SOURCE PASSAGE:

# Favorite Brand of Scope



## Remington 7400 (Dec 14, 2005)

*Favorite Brand of Scope*​
Burris411.43%Nikon617.14%Leupold1542.86%BSA25.71%Bushnell25.71%Simmons00.00%Tasco38.57%Weaver38.57%Redfield00.00%


----------



## Remington 7400 (Dec 14, 2005)

I know that this subject gets alot of debate, so i'll start the argument on here.

My opinion on scopes are as follows: Anything under 50 dollars is junk, 50-100 dollars are for .22's and light kicking centerfires only, 100-250 dollars are good for most of your hunting and varmint rifles, over 250 dollars is reserved for long range accuracy and bench guns.

I'm a Burris Man Myself!


----------



## TN.Frank (Nov 12, 2005)

Tasco. Lifetime warrenty, can be had for under $50 bucks and they're still plenty good for the average hunter to use and if it does break, heck, it was only $50 bucks, no big deal. BSA is another decent quality scope that you can pick up for under $50 bucks if you shop around and they'll work as good as anything for the average hunter.
http://www.midwayusa.com/eproductpage.exe/showproduct?saleitemid=943795
This scope is way under $50 bucks but I'd bet it'll work as good as anything else on the market.


----------



## People (Jan 17, 2005)

I would like to place more than one company.


----------



## Scooter (Nov 4, 2005)

I am a Burris fan and will continue to be but the truth is bushnell sells the most in the optics market about 90% in the U.S. I'm going to use a Kahles Multi-Zero this spring on a .264 Win Mag I'm building so I'll see if I like them too. That Muti-Zero system has me excited to see how usefull it realy will be.


----------



## 1shotWonder (Oct 10, 2005)

I am a Nikon guy, but my next one will be a zeiss...which I didnt see on the list...


----------



## cbass (Sep 9, 2003)

Zeiss hands down. Bought a leupold 4.5-14X50 but wish i would have considered the zeiss before doing so. Don't get me wrong i love my leupold also but the crispness of the zeiss is simply unreal. Like my dad always told me buy it once and be done with it.


----------



## NDTerminator (Aug 20, 2003)

You forgot Sightron. Absolutely the best scope for the money; compares favorably with Kahles, Swar, ect, at a fraction of the price...


----------



## agrotom (Sep 14, 2004)

Weaver's new Grand Slam series are the absolute best deal in town!! The new line is bright and clear and by far a better choice than the usual Burris or Leopold. :lol:


----------



## Sasha and Abby (May 11, 2004)

I would not own ANY of the aforementioned scopes. Swarovski/Kahles are on all my rifles. I don't see how you people see through those junk scopes at dark???? :sniper:

I have had a Tasco, Leupold and Bushnell. All were passable in broad daylight. I would have saved money if I had just bought the quality ones in the beginning.


----------



## Bob Kellam (Apr 8, 2004)

I agree with S&A

Swarovski scopes are spendy but well worth the price IMO. I own two of them and plan on getting another one for my 7mag.

(Excerpts from point annotation data)
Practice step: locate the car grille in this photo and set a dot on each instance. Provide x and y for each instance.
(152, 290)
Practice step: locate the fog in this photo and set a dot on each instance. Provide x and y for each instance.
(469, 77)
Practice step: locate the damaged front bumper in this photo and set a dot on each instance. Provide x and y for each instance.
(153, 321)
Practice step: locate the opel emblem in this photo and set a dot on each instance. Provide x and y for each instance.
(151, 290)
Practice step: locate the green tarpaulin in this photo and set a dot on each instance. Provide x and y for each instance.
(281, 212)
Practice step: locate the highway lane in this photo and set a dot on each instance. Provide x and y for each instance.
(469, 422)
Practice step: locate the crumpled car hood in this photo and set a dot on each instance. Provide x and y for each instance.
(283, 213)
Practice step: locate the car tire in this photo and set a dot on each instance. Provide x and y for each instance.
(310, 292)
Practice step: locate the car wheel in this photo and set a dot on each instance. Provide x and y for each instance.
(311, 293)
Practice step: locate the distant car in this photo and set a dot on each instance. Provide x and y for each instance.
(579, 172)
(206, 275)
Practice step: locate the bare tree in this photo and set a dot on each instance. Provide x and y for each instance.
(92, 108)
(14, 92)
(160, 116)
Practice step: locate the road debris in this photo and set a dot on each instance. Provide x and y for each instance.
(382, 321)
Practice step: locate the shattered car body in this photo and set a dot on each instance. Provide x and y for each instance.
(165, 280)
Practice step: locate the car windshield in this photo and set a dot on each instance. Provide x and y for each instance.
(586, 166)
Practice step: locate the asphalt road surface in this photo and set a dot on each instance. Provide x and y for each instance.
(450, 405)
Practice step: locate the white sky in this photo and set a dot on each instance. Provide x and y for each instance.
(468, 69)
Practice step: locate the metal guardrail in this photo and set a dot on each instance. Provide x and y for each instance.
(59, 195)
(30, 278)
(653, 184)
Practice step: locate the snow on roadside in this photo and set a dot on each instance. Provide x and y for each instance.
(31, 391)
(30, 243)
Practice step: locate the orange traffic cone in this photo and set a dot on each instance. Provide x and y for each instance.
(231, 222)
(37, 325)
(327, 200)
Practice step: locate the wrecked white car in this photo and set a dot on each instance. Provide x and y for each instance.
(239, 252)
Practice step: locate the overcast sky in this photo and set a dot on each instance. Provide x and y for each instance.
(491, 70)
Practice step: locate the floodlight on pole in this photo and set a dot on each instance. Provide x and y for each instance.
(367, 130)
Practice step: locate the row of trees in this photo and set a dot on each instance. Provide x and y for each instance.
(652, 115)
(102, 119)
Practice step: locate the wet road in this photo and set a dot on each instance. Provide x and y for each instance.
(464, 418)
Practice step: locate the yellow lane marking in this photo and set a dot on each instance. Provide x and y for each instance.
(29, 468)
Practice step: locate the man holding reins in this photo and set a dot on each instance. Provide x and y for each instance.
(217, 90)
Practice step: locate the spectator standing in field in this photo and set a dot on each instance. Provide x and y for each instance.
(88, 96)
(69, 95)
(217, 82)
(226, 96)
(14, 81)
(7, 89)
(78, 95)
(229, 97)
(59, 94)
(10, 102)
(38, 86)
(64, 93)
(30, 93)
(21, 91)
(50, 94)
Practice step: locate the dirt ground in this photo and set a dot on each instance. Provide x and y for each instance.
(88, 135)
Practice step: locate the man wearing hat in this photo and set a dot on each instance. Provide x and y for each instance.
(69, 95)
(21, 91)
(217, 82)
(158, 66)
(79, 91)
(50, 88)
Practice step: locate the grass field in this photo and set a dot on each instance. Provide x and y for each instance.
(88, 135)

DESCRIPTION OF THE TASK:
In the scope forum thread, which scope does Scooter plan to use this spring on a .264 Win Mag?

RESULT OF THE TASK:
A Kahles Multi-Zero.